■ Exercise prompt:
Copy out exactly each line from the line with "Satellite imagery analysis: find every vintage" through the last line of the material below.
START Listed entries
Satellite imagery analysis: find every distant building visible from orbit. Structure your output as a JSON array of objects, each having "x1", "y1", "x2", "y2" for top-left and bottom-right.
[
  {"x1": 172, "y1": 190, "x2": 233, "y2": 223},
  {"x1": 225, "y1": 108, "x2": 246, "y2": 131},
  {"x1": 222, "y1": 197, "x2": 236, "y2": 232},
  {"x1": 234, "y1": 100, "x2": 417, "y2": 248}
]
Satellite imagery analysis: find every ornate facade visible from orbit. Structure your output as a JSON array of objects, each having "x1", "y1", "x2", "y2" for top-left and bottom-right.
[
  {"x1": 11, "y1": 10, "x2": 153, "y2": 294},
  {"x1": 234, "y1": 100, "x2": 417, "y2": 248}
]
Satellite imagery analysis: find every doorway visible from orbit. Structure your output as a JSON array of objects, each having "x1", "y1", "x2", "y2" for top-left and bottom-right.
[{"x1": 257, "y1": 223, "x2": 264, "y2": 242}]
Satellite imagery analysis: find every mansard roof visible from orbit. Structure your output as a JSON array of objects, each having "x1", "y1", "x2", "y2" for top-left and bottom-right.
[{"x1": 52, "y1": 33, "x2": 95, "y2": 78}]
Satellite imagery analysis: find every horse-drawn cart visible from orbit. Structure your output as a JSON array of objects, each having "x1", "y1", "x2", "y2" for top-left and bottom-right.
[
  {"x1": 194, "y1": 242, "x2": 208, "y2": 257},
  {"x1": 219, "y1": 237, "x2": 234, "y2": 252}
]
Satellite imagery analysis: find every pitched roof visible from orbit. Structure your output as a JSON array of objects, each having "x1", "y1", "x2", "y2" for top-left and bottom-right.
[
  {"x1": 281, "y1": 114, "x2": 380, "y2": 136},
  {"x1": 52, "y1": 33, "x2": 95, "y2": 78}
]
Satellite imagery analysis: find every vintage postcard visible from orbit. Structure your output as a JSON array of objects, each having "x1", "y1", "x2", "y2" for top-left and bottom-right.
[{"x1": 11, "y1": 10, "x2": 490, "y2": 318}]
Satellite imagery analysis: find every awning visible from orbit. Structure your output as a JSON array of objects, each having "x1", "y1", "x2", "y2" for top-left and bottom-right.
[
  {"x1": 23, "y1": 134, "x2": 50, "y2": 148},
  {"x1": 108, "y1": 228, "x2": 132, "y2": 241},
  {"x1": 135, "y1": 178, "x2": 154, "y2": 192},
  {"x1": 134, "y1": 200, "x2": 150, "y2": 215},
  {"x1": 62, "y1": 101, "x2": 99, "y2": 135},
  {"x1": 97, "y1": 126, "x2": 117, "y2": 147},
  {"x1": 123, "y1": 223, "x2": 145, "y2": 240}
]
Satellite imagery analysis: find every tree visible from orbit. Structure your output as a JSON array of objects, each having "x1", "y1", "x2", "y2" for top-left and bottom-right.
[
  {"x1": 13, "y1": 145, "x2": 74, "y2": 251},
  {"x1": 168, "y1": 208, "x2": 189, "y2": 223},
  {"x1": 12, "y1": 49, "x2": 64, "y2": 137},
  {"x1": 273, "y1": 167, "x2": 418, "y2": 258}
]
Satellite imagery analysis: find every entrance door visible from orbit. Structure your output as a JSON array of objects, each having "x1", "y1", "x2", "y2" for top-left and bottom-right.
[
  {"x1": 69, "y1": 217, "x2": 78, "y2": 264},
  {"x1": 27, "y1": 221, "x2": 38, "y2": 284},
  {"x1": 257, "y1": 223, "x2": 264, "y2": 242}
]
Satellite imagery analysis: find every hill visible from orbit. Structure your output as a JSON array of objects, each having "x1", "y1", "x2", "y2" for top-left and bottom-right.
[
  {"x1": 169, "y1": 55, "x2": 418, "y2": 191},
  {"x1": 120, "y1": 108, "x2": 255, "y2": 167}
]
END Listed entries
■ Solution below:
Satellite imagery analysis: find every vintage postcard visible from orbit. Structure your output as a JSON array of objects, each having "x1", "y1", "x2", "y2" for top-left and bottom-right.
[{"x1": 11, "y1": 10, "x2": 490, "y2": 318}]
Satellite imagery analysis: find every awning visible from orbit. Structure your output as a JSON array of objects, each having "x1", "y1", "x2", "y2" for top-left and bottom-right.
[
  {"x1": 23, "y1": 134, "x2": 50, "y2": 148},
  {"x1": 108, "y1": 228, "x2": 132, "y2": 241},
  {"x1": 135, "y1": 178, "x2": 154, "y2": 192},
  {"x1": 134, "y1": 200, "x2": 150, "y2": 215},
  {"x1": 62, "y1": 101, "x2": 99, "y2": 135},
  {"x1": 97, "y1": 126, "x2": 117, "y2": 147},
  {"x1": 123, "y1": 223, "x2": 145, "y2": 240}
]
Satellite imagery analysis: find every tree visible from orbit. Structure your output as a JSON array of objects, each having "x1", "y1", "x2", "y2" for top-left and bottom-right.
[
  {"x1": 13, "y1": 145, "x2": 74, "y2": 251},
  {"x1": 168, "y1": 208, "x2": 189, "y2": 223},
  {"x1": 12, "y1": 49, "x2": 64, "y2": 137},
  {"x1": 273, "y1": 167, "x2": 418, "y2": 258}
]
Satellite imagery analysis: find every entrance door visible from orbit. Structure your output as a JSON array of objects, each having "x1", "y1", "x2", "y2" for top-left and bottom-right.
[
  {"x1": 69, "y1": 217, "x2": 78, "y2": 264},
  {"x1": 27, "y1": 221, "x2": 38, "y2": 284},
  {"x1": 257, "y1": 223, "x2": 264, "y2": 242}
]
Satellite imagery analysis: find every hill visible from orbit. Structure your output as a JSON array of objects, each having "x1", "y1", "x2", "y2" for top-left and bottom-right.
[
  {"x1": 169, "y1": 55, "x2": 418, "y2": 191},
  {"x1": 120, "y1": 108, "x2": 255, "y2": 167}
]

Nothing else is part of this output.